▼
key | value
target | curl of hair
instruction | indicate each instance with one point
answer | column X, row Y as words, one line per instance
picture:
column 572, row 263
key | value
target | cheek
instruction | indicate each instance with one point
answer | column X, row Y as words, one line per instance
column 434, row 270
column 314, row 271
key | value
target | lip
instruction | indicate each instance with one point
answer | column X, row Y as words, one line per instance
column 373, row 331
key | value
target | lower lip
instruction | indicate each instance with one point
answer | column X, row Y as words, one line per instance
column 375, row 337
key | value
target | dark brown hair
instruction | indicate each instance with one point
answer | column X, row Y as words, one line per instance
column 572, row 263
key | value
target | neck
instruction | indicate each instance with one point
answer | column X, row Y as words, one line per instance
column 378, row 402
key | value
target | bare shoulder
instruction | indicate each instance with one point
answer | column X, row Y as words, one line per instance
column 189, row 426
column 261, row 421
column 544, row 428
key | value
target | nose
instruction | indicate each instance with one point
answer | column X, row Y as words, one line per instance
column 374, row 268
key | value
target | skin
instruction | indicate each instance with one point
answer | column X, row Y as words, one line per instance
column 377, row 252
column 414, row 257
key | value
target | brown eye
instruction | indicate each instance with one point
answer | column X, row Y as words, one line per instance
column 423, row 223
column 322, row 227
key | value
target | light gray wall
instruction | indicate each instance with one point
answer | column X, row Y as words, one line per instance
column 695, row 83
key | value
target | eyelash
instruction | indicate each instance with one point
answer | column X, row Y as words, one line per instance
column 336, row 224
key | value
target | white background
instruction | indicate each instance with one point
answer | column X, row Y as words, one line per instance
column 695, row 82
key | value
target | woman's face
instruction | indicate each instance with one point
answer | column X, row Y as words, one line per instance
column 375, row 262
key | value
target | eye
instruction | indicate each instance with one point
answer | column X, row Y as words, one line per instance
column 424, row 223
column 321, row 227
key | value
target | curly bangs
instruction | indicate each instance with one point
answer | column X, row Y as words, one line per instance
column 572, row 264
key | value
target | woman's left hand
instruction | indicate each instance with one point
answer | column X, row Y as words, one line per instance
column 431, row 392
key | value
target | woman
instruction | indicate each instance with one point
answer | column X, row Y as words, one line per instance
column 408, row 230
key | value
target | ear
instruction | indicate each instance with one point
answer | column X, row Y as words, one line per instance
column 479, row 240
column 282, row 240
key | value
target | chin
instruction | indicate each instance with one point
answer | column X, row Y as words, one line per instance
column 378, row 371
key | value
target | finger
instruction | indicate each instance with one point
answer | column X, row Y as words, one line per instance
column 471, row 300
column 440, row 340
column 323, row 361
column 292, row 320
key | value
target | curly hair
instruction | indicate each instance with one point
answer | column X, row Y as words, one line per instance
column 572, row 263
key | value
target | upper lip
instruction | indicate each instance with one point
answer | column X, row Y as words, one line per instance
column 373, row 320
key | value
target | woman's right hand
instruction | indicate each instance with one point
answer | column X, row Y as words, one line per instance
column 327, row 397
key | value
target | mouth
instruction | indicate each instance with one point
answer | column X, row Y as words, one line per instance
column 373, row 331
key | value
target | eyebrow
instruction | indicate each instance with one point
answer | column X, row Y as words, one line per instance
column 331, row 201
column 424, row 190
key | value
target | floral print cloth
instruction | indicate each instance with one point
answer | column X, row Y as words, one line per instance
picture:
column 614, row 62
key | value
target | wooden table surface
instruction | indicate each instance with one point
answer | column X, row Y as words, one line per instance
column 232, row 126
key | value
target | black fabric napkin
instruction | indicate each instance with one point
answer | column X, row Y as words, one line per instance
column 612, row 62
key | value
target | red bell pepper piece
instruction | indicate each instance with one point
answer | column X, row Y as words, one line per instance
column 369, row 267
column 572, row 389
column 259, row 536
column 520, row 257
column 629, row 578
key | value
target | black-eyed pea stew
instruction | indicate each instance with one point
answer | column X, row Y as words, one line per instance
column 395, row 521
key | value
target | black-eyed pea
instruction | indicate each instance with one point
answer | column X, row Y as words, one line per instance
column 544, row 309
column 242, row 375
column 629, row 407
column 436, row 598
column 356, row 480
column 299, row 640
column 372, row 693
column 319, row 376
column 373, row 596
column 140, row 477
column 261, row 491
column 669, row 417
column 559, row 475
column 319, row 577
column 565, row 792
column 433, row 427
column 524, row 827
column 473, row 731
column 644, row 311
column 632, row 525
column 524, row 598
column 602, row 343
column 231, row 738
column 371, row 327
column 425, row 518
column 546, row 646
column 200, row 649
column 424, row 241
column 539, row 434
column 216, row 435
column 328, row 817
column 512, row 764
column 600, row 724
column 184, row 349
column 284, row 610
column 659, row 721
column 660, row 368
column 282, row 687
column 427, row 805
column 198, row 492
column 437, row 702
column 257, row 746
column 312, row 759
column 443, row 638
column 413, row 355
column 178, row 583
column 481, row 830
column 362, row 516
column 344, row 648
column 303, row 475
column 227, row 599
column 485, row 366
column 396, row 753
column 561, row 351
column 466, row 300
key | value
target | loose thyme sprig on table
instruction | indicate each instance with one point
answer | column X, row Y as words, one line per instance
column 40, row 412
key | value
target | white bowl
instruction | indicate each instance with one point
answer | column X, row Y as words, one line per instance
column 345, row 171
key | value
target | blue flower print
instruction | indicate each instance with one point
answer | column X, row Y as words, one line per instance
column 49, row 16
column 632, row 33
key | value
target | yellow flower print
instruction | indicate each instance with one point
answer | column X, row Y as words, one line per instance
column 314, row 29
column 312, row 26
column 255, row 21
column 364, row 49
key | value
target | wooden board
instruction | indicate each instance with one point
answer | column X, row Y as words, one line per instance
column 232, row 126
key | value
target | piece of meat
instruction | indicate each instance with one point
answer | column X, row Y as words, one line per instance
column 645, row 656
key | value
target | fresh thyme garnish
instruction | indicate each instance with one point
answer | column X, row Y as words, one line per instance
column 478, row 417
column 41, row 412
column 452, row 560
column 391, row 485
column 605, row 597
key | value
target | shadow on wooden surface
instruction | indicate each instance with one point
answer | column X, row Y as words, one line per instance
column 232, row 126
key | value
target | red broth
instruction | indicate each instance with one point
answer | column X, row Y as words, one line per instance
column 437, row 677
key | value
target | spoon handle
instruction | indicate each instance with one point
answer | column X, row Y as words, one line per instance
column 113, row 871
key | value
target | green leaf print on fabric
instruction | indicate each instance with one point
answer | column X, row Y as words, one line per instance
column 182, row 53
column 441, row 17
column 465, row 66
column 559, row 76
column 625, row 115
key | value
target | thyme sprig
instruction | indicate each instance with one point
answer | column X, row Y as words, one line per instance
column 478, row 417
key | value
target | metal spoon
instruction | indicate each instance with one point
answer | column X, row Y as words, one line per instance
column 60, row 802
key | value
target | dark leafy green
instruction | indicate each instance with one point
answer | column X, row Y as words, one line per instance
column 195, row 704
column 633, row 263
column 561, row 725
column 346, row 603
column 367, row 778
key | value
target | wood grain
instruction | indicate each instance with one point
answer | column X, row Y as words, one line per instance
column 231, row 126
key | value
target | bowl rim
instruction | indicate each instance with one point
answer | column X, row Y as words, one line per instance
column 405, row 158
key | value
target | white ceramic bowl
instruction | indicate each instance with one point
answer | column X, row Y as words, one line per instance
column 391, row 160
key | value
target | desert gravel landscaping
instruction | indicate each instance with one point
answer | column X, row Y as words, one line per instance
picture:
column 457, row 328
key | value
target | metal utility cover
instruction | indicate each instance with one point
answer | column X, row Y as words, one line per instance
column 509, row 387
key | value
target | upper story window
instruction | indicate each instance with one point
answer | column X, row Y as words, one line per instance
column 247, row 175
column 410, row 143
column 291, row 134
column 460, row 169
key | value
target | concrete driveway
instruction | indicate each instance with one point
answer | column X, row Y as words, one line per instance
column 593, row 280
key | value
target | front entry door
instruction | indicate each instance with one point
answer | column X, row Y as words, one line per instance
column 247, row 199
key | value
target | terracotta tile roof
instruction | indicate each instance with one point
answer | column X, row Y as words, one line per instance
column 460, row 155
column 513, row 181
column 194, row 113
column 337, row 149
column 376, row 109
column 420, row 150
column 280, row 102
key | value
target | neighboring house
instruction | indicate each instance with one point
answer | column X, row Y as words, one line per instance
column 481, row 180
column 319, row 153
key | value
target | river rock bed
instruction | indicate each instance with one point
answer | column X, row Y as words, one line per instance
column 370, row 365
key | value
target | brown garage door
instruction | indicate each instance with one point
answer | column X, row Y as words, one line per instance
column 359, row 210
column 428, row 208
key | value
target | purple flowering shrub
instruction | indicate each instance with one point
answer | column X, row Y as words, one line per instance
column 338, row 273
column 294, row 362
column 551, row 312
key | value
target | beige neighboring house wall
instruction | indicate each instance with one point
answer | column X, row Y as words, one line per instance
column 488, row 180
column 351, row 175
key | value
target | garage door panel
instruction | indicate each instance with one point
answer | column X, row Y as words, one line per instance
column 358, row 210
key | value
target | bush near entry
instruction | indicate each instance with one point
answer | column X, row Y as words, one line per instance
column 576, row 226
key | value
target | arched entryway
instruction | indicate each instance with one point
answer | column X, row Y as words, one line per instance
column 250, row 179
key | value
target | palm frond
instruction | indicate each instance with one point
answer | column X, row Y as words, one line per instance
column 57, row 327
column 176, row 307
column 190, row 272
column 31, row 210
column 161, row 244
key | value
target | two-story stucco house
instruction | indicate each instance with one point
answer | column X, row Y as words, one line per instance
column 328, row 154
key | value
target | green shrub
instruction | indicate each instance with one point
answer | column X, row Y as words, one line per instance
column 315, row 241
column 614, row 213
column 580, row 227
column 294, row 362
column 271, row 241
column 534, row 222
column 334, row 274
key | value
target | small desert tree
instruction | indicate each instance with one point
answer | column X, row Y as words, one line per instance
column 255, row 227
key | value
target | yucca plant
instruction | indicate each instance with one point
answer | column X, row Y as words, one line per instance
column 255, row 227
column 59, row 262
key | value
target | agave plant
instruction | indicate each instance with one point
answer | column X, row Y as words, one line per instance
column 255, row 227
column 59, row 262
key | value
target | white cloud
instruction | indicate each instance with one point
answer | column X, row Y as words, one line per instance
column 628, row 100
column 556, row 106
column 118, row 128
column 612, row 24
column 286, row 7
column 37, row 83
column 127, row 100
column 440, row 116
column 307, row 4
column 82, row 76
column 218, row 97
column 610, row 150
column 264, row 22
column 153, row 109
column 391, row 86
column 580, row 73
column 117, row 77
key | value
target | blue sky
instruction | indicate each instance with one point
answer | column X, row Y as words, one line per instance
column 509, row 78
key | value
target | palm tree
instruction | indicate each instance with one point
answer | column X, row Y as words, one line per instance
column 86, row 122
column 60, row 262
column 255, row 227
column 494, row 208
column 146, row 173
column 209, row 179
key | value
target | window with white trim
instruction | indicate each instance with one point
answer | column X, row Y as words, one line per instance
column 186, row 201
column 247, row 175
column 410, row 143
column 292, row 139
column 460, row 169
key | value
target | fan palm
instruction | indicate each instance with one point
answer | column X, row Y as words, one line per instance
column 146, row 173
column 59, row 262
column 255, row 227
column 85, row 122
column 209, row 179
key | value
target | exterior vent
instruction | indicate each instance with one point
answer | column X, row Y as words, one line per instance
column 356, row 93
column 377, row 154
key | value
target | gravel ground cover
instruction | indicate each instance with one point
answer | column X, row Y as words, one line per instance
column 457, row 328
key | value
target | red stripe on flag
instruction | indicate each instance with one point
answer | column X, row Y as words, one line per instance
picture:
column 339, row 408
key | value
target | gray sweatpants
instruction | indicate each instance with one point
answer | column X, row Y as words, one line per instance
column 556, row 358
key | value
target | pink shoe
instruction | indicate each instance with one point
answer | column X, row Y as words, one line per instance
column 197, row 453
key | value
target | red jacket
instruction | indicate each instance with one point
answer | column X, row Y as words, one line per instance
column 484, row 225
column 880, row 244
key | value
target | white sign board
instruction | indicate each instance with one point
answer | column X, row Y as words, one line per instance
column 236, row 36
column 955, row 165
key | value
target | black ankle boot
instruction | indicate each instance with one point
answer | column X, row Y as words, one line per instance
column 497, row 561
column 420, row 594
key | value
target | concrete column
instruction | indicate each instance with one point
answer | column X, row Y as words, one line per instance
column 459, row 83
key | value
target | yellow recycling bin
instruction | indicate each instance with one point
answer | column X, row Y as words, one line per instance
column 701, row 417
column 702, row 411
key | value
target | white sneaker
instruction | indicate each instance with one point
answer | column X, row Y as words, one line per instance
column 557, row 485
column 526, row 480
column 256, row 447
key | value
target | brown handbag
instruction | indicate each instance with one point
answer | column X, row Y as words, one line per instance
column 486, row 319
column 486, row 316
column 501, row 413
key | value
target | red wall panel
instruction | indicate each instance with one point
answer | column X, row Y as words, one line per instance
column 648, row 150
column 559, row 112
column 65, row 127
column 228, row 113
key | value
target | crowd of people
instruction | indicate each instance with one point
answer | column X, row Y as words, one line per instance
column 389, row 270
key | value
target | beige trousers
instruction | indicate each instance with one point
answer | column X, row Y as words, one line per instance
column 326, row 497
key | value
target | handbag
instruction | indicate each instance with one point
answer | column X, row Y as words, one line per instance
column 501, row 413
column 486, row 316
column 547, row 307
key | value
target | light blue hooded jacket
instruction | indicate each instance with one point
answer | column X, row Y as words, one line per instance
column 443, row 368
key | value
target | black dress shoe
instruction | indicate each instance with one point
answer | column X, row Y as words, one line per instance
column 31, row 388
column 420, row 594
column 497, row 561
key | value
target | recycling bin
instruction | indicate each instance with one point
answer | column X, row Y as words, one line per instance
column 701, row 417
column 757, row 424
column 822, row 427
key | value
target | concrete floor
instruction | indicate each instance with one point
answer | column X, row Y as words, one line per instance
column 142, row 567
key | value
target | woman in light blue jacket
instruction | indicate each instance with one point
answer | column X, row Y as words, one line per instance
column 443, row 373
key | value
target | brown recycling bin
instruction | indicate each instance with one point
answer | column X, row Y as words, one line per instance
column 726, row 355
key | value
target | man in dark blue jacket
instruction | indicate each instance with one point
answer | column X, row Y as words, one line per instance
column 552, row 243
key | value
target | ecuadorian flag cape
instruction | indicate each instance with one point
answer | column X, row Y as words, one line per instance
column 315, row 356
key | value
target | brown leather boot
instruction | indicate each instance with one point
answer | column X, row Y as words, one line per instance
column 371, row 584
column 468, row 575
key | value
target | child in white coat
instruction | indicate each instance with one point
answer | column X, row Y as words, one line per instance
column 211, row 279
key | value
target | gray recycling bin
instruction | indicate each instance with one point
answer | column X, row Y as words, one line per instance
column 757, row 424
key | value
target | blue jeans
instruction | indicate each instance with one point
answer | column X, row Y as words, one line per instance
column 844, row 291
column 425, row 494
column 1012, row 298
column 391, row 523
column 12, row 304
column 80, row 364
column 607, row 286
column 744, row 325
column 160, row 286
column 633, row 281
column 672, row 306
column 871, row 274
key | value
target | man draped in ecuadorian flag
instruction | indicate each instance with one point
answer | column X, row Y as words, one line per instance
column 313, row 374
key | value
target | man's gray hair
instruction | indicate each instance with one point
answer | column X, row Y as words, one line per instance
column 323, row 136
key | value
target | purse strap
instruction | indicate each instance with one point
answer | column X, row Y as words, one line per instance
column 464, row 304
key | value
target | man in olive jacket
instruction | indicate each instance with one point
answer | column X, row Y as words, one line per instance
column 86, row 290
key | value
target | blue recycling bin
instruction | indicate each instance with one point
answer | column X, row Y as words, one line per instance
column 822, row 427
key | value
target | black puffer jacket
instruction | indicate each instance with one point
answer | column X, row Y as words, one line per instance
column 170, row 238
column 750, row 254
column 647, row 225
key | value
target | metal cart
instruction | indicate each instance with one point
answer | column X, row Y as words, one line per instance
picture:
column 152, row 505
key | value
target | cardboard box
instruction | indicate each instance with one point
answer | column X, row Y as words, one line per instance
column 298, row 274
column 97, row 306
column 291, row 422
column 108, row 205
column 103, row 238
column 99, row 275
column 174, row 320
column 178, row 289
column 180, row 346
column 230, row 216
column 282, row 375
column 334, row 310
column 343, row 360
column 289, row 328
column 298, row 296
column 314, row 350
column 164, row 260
▲
• **Exercise details**
Which lines in the records above contain the word "flag", with case counting? Pick out each one and copy it in full.

• **Result of this exercise**
target | red stripe on flag
target | ecuadorian flag cape
target | man draped in ecuadorian flag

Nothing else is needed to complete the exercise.